Stated problem
Reproduce the passage of the Strait of Gibraltar abstract between "Watson, Gary (1988)" and "type: Thesis (Doctoral)", inclusive.

--- START OF Text to read ---

The University of Southampton
University of Southampton Institutional Repository

# Internal waves in the Strait of Gibraltar : a study using radar imagery

Watson, Gary (1988) Internal waves in the Strait of Gibraltar : a study using radar imagery. University of Southampton, Doctoral Thesis.

Record type: Thesis (Doctoral)

## Abstract

A shore-based radar was used to monitor the propagation of internal waves in the Strait of Gibraltar. As a background to the experiment, the present understanding of the mechanism by which internal waves are imaged by radar, via modulations of the surface wave spectrum, is reviewed. The results of other work in Strait are summarised, including the background stratification and shear, and previous observations of the internal waves. Some aspects of the theory of internal waves in stratified shear flows are reviewed, emphasising the nonlinear theory which would be required for a full treatment of these waves. Suitable simplifications are suggested. The method consisted of an X-band marine radar on Gibraltar, with an automated camera recording the image, during March, April and June, 1986. Roughness features were observed out to a range of ∼ 15km. Direct evidence that the image features were associated with internal waves was provided by a ship's echosounder trace. A semi-automatic method of measuring wave arrival times and phase speeds was developed; the positions of image features were measured manually using a digitising table, and these data were then computer-processed. During most tidal cycles, an undular bore generated at Camarinal Sill was observed to pass eastward (A-waves'). Its arrival time was found to be predominantly controlled by the tidal current amplitude, and hence exhibited a strong diurnal variation. Wave phase speed was observed to be dependent on propagation direction and water depth, in qualitative agreement with theory. The dependence on direction was used to infer that the flow near Gibraltar was predominantly supercritical during the experiment. The refraction of the wavefronts as they passed Gibraltar was simulated using a two-layer ray-tracing model, based on data from the Gibraltar Experiment'. Wavefront shape was found to be primarily determined by a combination of interface slope and horizontal shear, with bottom topography also contributing near the shore. After the bore, a second packet of waves (`O-waves') was observed to propagate northward, on most tidal cycles. It is suggested that these were generated at prominent features on the Moroccan coast, gaining large amplitudes as shock waves in the supercritical flow. Finally, the oceanographic potential of marine radar is discussed, together with ideas for future experiments in the Strait. (DX86651)

--- END OF Text to read ---
--- START OF Data rows ---

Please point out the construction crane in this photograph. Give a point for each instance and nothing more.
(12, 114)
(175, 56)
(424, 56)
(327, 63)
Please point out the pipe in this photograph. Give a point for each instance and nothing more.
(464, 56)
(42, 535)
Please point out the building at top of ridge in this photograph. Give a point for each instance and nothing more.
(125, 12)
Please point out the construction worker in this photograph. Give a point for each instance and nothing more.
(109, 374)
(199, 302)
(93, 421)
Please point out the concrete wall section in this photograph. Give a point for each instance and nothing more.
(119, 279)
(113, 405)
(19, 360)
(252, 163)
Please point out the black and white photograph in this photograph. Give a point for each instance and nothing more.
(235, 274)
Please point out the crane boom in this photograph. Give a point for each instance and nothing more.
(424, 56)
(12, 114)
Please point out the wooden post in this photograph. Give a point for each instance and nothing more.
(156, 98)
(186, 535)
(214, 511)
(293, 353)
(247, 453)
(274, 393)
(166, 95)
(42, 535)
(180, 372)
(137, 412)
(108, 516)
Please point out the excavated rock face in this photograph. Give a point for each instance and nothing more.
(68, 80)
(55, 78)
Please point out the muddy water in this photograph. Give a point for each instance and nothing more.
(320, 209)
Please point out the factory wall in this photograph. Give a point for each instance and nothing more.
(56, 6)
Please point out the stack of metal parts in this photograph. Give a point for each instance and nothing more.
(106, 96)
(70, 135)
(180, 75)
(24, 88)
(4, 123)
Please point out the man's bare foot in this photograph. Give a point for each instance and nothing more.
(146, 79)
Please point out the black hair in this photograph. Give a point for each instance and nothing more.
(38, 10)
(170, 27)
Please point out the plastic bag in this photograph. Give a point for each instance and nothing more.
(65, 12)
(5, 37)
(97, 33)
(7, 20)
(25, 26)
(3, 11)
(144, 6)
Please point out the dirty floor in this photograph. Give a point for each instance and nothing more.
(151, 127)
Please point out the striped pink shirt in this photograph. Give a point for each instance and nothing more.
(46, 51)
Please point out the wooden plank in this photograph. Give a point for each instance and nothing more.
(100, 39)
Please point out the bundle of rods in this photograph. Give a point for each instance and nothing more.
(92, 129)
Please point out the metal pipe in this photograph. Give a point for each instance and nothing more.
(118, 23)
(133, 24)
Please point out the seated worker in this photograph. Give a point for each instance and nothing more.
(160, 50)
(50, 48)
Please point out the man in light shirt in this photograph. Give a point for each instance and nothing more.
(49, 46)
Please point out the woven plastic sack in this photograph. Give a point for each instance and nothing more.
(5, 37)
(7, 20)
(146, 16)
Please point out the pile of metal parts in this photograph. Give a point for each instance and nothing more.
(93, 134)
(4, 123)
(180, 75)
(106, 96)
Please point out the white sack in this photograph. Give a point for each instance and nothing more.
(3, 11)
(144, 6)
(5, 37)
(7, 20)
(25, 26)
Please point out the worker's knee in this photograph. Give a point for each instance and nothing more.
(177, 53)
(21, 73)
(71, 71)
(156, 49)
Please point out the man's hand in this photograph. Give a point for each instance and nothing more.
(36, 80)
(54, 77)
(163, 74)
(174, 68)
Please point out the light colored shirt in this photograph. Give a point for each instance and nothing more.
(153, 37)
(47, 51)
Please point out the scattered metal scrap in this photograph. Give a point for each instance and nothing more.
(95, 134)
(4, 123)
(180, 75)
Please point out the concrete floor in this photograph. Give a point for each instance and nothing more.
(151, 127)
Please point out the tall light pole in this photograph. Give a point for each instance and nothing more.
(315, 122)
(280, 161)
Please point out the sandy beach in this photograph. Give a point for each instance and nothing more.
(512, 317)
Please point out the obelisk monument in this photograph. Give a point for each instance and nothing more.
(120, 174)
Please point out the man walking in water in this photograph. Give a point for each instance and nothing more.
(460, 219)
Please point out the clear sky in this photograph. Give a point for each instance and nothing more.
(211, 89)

--- END OF Data rows ---

Response below
Watson, Gary (1988) Internal waves in the Strait of Gibraltar : a study using radar imagery. University of Southampton, Doctoral Thesis.

Record type: Thesis (Doctoral)